## How to complete this task
Keep to one stretch of the data below, the lines from the one with "positive clicks: (2252, 312)" up to and including the one with "226L2212 217L2193 233L2196", and return that stretch exactly.

## Available data
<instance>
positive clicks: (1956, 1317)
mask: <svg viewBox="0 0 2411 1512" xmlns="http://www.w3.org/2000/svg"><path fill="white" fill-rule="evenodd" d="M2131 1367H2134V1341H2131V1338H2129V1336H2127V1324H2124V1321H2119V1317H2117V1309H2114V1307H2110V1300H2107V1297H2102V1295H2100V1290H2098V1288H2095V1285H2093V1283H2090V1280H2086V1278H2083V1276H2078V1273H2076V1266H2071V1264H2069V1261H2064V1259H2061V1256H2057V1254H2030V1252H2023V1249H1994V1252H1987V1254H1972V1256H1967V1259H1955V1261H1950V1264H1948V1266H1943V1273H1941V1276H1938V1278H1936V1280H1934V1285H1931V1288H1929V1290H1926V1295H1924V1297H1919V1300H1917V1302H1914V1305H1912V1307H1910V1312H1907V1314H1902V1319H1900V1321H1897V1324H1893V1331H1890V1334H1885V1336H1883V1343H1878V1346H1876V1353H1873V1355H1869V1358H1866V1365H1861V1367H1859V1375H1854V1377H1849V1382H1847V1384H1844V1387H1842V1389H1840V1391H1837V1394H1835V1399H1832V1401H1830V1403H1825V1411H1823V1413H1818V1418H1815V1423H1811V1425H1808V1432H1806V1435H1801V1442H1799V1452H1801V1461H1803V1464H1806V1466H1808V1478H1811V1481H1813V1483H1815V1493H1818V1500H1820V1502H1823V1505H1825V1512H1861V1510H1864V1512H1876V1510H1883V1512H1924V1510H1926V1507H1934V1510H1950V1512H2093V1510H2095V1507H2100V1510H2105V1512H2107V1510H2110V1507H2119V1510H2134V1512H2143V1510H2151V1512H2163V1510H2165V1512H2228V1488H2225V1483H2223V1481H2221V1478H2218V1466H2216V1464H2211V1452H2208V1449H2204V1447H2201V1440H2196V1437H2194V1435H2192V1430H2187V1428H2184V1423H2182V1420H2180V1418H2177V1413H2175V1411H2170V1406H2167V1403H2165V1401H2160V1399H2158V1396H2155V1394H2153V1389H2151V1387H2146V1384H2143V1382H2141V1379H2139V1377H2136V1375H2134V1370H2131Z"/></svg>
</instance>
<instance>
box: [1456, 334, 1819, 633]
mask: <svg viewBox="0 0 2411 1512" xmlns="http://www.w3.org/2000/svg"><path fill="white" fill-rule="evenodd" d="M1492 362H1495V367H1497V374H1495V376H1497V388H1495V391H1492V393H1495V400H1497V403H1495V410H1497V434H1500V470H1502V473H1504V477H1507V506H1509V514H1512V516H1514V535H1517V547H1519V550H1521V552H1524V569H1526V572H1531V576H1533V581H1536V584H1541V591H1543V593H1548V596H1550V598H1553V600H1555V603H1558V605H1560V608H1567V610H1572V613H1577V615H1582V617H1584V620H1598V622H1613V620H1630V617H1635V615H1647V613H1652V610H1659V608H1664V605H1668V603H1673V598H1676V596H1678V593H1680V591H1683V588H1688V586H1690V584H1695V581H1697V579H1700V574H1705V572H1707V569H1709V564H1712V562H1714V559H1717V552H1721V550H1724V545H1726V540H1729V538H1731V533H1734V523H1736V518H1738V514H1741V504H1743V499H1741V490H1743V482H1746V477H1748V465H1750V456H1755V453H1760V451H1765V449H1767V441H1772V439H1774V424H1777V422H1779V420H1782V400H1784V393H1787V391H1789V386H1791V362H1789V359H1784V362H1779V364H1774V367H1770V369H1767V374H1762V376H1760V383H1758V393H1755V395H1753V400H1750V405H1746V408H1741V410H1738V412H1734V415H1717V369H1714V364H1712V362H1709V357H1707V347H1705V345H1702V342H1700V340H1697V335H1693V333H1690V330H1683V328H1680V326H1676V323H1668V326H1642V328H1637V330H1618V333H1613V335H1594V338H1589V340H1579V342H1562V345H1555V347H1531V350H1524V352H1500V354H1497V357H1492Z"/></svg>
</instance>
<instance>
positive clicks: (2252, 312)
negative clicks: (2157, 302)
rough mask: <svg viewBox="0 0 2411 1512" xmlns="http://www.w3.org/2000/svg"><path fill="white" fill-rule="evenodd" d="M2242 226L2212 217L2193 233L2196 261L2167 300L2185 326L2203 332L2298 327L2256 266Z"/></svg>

* * *

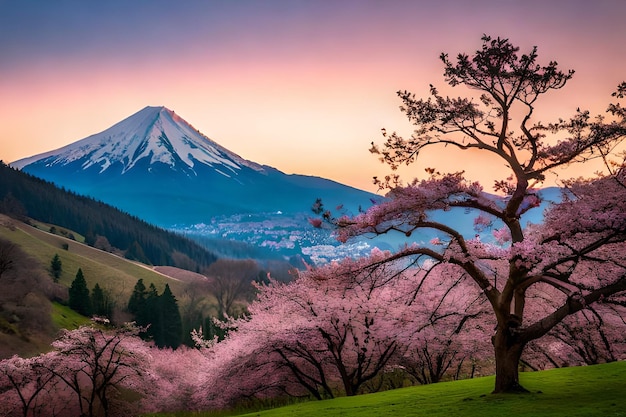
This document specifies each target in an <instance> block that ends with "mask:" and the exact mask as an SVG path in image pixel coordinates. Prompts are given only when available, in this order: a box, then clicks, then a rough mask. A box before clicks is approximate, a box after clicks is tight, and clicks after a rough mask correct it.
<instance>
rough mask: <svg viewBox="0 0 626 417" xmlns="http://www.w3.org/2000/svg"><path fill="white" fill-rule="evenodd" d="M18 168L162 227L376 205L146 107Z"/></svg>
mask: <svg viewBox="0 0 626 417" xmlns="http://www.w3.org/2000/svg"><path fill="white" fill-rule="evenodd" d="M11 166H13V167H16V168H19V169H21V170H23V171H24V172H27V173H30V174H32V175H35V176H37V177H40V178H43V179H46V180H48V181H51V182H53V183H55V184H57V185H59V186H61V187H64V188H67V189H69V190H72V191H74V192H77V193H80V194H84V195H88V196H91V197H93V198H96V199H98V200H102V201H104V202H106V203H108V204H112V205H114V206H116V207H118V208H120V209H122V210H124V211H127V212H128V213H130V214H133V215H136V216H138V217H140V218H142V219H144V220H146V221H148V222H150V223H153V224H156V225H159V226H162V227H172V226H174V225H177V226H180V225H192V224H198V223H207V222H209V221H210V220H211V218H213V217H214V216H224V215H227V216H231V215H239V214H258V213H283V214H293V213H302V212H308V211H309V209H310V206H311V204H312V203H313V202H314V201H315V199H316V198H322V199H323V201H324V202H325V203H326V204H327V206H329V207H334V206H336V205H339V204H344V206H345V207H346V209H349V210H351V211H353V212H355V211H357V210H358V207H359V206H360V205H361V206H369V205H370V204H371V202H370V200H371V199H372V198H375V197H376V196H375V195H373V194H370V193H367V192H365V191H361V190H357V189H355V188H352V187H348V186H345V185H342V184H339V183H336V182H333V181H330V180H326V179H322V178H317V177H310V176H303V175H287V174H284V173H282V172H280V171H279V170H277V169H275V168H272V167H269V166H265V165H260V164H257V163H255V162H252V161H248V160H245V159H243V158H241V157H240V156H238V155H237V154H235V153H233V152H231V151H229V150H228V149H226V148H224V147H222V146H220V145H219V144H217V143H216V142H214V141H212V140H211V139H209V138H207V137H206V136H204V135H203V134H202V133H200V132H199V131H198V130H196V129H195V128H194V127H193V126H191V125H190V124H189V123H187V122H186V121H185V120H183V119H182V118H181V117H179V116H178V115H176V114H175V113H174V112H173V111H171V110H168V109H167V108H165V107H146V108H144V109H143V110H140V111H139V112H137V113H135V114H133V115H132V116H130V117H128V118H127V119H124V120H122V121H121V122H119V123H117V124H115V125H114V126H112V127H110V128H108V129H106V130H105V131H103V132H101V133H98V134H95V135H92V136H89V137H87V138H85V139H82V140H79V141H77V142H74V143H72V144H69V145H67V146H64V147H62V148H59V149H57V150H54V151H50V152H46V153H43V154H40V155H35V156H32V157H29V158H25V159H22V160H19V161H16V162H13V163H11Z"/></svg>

## Result
positive clicks: (2252, 312)
negative clicks: (2157, 302)
rough mask: <svg viewBox="0 0 2411 1512" xmlns="http://www.w3.org/2000/svg"><path fill="white" fill-rule="evenodd" d="M2242 226L2212 217L2193 233L2196 261L2167 300L2185 326L2203 332L2298 327L2256 266Z"/></svg>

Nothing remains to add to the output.